# Problem requirements:
Rewrite the records from the line that contains "backdrop. Report the bounding box for every match." through the line that contains "[0,0,650,486]", replacing "blue curtain" with "red curtain" and keeping everything else the same. Return only those lines.

# Data lines:

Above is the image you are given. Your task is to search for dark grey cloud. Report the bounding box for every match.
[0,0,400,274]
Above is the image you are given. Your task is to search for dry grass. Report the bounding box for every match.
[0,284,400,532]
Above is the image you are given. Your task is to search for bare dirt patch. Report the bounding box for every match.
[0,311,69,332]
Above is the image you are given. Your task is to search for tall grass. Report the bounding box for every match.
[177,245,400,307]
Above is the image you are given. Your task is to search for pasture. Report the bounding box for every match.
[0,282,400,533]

* * *

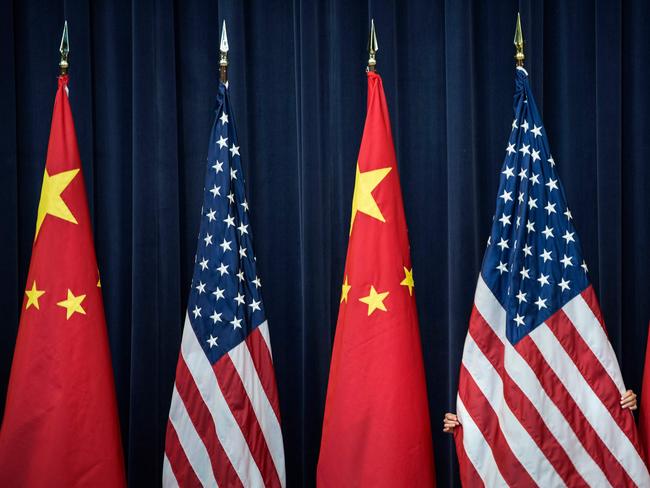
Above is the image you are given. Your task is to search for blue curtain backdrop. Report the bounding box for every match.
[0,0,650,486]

==

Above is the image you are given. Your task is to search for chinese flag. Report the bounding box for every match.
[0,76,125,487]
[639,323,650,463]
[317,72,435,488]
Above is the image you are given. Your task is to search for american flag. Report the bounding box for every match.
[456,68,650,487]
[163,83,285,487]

# Task answer:
Above is the image you are given. Your task is to search for red curtain backdrop. Report the bounding box for every match.
[0,0,650,486]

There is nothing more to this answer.